### [To do]
Rewrite every one of the entries below, putting "mark" wherever "annotate" appears and keeping the rest identical.

### [Supplied entries]

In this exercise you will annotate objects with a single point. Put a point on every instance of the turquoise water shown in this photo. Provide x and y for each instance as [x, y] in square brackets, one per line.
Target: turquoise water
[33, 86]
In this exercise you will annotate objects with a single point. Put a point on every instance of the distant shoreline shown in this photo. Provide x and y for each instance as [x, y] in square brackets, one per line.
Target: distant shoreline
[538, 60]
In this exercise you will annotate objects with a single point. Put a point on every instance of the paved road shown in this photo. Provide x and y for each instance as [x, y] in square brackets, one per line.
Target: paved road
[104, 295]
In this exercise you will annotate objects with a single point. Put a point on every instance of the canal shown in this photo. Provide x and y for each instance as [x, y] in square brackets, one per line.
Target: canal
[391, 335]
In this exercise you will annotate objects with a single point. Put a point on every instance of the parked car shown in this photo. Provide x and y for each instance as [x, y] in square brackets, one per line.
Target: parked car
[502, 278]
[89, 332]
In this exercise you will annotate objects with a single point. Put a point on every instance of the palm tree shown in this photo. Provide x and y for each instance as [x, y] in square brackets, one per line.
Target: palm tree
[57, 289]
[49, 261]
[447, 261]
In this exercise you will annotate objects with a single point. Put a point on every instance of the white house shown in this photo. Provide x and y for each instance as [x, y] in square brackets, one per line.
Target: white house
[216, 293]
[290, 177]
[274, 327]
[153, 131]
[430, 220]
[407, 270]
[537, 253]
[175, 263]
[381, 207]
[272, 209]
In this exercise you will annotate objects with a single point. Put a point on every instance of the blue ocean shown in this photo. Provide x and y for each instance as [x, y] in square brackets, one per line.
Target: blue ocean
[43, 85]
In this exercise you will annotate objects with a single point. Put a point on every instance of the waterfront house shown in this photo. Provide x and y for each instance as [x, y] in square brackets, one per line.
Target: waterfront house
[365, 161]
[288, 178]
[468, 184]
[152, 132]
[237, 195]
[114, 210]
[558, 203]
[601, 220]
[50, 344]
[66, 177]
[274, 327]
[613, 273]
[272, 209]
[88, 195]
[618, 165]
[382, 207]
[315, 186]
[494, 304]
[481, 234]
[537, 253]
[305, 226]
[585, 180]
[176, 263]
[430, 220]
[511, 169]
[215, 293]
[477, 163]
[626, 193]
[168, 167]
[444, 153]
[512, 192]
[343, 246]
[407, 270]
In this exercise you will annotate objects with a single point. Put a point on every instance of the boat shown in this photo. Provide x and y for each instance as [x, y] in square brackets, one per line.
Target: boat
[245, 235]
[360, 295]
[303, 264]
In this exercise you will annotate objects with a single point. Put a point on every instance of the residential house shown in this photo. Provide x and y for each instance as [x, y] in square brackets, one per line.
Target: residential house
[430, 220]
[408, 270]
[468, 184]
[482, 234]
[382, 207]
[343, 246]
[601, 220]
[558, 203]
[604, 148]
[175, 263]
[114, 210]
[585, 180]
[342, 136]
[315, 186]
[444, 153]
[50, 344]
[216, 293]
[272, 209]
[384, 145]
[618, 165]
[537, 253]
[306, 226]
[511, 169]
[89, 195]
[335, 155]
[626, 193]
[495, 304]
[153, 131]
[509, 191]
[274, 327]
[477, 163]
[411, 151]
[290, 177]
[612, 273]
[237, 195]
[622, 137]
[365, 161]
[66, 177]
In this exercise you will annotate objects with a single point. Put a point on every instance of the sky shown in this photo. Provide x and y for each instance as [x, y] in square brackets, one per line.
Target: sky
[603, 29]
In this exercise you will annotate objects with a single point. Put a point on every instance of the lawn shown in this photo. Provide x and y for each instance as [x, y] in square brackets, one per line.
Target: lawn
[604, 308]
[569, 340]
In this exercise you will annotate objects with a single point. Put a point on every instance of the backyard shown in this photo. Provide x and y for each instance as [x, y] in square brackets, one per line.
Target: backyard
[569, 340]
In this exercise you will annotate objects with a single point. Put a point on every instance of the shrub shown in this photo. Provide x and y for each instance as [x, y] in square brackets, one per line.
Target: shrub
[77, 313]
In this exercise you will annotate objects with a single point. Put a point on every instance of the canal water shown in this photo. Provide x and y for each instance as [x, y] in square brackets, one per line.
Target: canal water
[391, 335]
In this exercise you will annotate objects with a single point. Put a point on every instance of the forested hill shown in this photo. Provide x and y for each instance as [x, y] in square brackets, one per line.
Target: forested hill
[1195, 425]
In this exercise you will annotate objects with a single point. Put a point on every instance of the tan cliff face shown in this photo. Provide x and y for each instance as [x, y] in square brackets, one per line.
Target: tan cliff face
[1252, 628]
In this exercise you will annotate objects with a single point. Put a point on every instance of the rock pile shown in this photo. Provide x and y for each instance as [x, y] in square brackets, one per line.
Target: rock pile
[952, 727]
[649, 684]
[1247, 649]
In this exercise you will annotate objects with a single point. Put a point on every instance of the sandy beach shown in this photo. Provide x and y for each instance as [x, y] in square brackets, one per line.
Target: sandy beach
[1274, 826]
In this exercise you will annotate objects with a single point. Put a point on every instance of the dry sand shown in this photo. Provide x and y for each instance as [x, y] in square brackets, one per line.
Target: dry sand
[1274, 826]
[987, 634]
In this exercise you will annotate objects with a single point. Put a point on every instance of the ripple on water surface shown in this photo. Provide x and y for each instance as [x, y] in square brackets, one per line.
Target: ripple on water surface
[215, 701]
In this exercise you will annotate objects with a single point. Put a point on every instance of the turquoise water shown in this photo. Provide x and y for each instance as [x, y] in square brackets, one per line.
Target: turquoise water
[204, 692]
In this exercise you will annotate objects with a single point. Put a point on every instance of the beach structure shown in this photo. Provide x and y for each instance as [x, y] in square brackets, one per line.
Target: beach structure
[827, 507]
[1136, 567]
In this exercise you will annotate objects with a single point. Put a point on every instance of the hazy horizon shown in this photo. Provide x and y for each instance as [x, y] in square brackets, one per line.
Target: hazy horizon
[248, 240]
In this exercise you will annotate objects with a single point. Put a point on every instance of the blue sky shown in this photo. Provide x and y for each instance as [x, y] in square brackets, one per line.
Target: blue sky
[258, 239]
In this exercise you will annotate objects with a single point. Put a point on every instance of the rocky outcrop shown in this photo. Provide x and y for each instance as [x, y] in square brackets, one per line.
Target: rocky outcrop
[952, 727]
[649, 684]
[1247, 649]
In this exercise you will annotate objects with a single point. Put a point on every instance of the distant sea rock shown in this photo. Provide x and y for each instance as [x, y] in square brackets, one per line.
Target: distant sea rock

### [Result of the task]
In this exercise you will mark objects with a single point. Put a point on every instance of the turquoise water shown in this photo. Provide x and y for each instance as [x, y] in square brackets, one per line.
Target: turquoise water
[33, 86]
In this exercise you will mark objects with a single point. Put a point on every instance of the distant shoreline shown in this photo. Provide x and y for each instance as [x, y] in square brackets, one per line.
Target: distant shoreline
[538, 60]
In this exercise you will mark objects with a single point. Put a point on every instance of the paved road shown in this photo. Provide x and y for each instance as [x, y] in square brackets, one per line.
Target: paved road
[104, 295]
In this exercise you will mark objects with a single point. Put a point on every instance of the canal shown in this photo. Provide x and y for each instance as [x, y] in square brackets, one per line.
Target: canal
[391, 335]
In this exercise you will mark objects with a single point. Put a point on every instance of the parked car shown in this photo. Provide x and y for each instance as [x, y] in square brackets, one per line.
Target: parked car
[502, 278]
[89, 332]
In this exercise you will mark objects with a single point. Put a point on every instance of the palm tree shown in this photo. Provide x and y for each instance as [x, y] in square brackets, one per line.
Target: palm tree
[57, 289]
[49, 261]
[447, 261]
In this exercise you will mark objects with a single point. Put a point on every instance of the white house shown in this photo. Provide x and y for each instance as [x, y] in square brackets, one per line.
Target: white house
[216, 293]
[290, 177]
[274, 327]
[153, 131]
[430, 220]
[407, 270]
[537, 253]
[175, 263]
[381, 207]
[272, 209]
In this exercise you will mark objects with a single point. Put a point on every instance of the blue ocean shown in this photo. Provide x and y for each instance as [x, y] in square brackets, one per line.
Target: blue ocean
[43, 85]
In this exercise you will mark objects with a single point. Put a point on every instance of the waterfront house shown in this photo. Provide x and y for each instance as [x, y] in square brackets, one per line.
Target: waterfront house
[365, 161]
[288, 178]
[468, 184]
[152, 132]
[237, 195]
[114, 210]
[558, 203]
[601, 220]
[50, 344]
[66, 177]
[274, 327]
[613, 273]
[272, 209]
[88, 195]
[618, 165]
[382, 207]
[315, 186]
[494, 304]
[481, 234]
[537, 253]
[305, 226]
[585, 180]
[176, 263]
[430, 220]
[511, 169]
[215, 293]
[477, 163]
[626, 193]
[168, 167]
[444, 153]
[512, 192]
[343, 246]
[407, 270]
In this exercise you will mark objects with a single point. Put a point on every instance of the boat shown in this photo. Provide x and y for each instance as [x, y] in square brackets, one per line.
Target: boat
[245, 235]
[360, 295]
[303, 264]
In this exercise you will mark objects with a single point. Put a point on every instance of the residential house shown in this photo. Provide x and y for each instance as [x, y] in square brackets, one per line.
Target: residential house
[430, 220]
[408, 270]
[468, 184]
[482, 234]
[382, 207]
[343, 246]
[601, 220]
[558, 203]
[604, 148]
[175, 263]
[114, 210]
[585, 180]
[342, 136]
[315, 186]
[444, 153]
[50, 344]
[216, 293]
[272, 209]
[384, 145]
[618, 165]
[537, 253]
[306, 226]
[511, 169]
[89, 195]
[335, 155]
[626, 193]
[495, 304]
[153, 131]
[509, 191]
[274, 327]
[477, 163]
[411, 151]
[290, 177]
[612, 273]
[237, 195]
[622, 137]
[365, 161]
[66, 177]
In this exercise you will mark objects with a single point. Put a point on every instance of the sky shown in this photo. Provide x and y for each instance as [x, y] in square brackets, one per line.
Target: sky
[603, 29]
In this exercise you will mark objects with a single point. Put a point on every instance of the lawn shown in this photo. Provide x and y for each instance as [x, y] in square brackets, one per line.
Target: lawn
[604, 308]
[569, 340]
In this exercise you will mark objects with a single point. Put a point on every instance of the backyard shown in this photo. Provide x and y for each instance as [x, y] in square brackets, one per line.
Target: backyard
[569, 340]
In this exercise you will mark objects with a single point. Put a point on every instance of the shrub shown in this photo. Provide x and y for each instance as [x, y] in square brackets, one per line.
Target: shrub
[77, 313]
In this exercise you will mark objects with a single point. Put a point on every instance of the canal water shown in this photo. Provide x and y for each instance as [x, y] in square brackets, one per line.
Target: canal water
[391, 335]
In this exercise you will mark objects with a single point. Put a point on every instance of the forested hill shown in this photo. Provide x and y for each instance as [x, y] in square brackets, one per line.
Target: forested hill
[1195, 425]
In this exercise you will mark objects with a single point. Put a point on every instance of the tan cliff face shown in this photo. Provide x and y for each instance as [x, y] in square brackets, one per line.
Target: tan cliff face
[1252, 628]
In this exercise you will mark objects with a single point. Put a point on every instance of the rock pile shown in this photo. Provide x and y for each instance as [x, y] in square brackets, one per line.
Target: rock pile
[952, 727]
[649, 684]
[1247, 649]
In this exercise you will mark objects with a single point. Put a point on every instance of the sandy beach shown in this photo. Provide x and y for each instance as [x, y] in square brackets, one per line.
Target: sandy beach
[1274, 826]
In this exercise you will mark objects with a single point. Put a point on every instance of the dry sand shown in this photo. Provide x and y for each instance as [x, y] in square brackets, one per line.
Target: dry sand
[1274, 826]
[987, 634]
In this exercise you will mark objects with a single point. Put a point on every instance of the ripple on water surface shown in this photo. Provide x and y for each instance as [x, y] in square brackets, one per line.
Target: ripple on water surface
[215, 701]
In this exercise you will mark objects with a single point. Put a point on every instance of the turquoise water shown in this photo. Provide x and y for each instance as [x, y] in square brackets, one per line.
Target: turquoise water
[204, 692]
In this exercise you will mark objects with a single point. Put a point on every instance of the beach structure shown in this photo. Provide x and y for each instance as [x, y] in square brackets, one per line.
Target: beach structure
[827, 507]
[1136, 567]
In this exercise you will mark objects with a single point. Put a point on every instance of the hazy horizon shown in this photo. Provide x and y for each instance as [x, y] in square brackets, one per line.
Target: hazy horizon
[248, 240]
In this exercise you will mark objects with a single point. Put a point on every instance of the blue sky shown in this photo. Provide x and y for each instance as [x, y] in square brackets, one per line.
Target: blue sky
[258, 239]
In this exercise you will mark objects with a single point. Put a point on every instance of the rocky outcrop shown in this photo. Provide x and y for each instance as [x, y] in square brackets, one per line.
Target: rocky outcrop
[952, 727]
[649, 684]
[1247, 649]
In this exercise you will mark objects with a single point. Put a point on every instance of the distant sea rock shown in this photo. Provide x and y for each instance as [x, y] in square brackets, one per line.
Target: distant sea rock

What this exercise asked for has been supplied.